**DATA SUPPLIED**
════════

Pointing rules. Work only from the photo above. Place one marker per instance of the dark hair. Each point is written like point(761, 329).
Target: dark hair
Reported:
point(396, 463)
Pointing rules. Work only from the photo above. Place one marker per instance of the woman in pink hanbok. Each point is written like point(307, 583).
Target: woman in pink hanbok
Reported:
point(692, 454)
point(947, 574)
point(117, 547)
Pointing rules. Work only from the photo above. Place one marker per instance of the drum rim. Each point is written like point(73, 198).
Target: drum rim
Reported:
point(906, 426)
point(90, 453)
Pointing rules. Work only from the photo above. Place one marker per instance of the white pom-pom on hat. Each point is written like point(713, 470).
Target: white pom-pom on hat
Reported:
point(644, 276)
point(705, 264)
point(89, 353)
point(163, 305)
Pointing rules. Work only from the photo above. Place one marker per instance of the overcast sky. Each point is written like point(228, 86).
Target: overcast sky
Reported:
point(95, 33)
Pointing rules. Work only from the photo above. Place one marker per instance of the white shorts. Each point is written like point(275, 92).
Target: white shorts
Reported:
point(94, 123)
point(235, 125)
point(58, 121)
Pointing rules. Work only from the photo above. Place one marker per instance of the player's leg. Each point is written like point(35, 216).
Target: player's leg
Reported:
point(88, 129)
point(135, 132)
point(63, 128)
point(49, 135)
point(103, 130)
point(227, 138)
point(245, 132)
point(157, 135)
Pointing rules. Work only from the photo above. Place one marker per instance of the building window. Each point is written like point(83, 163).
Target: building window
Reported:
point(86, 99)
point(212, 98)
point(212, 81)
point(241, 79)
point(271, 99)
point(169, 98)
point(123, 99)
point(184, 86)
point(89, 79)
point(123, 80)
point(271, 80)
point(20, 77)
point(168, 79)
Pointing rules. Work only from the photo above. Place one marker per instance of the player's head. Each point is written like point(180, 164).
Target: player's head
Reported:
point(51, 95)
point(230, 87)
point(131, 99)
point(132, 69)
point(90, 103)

════════

**DESCRIPTION OF THE TASK**
Turn the entries above into a numbered list, from the line containing "like point(83, 163)." through the final line of the entries, both lines included. Leave out any blank lines.

**EXERCISE SOLUTION**
1. Pointing rules. Work only from the photo above. Place one marker per instance of the building window. Each point is written like point(83, 163).
2. Target: building window
3. Reported:
4. point(86, 99)
5. point(212, 98)
6. point(212, 81)
7. point(241, 79)
8. point(271, 99)
9. point(169, 98)
10. point(123, 99)
11. point(184, 86)
12. point(89, 79)
13. point(123, 80)
14. point(271, 80)
15. point(20, 77)
16. point(168, 79)
17. Pointing rules. Work only from the photo above. Place one marker per instance of the player's head. Each point is written like point(180, 164).
18. Target: player's head
19. Reported:
20. point(51, 95)
21. point(230, 87)
22. point(131, 99)
23. point(132, 69)
24. point(90, 103)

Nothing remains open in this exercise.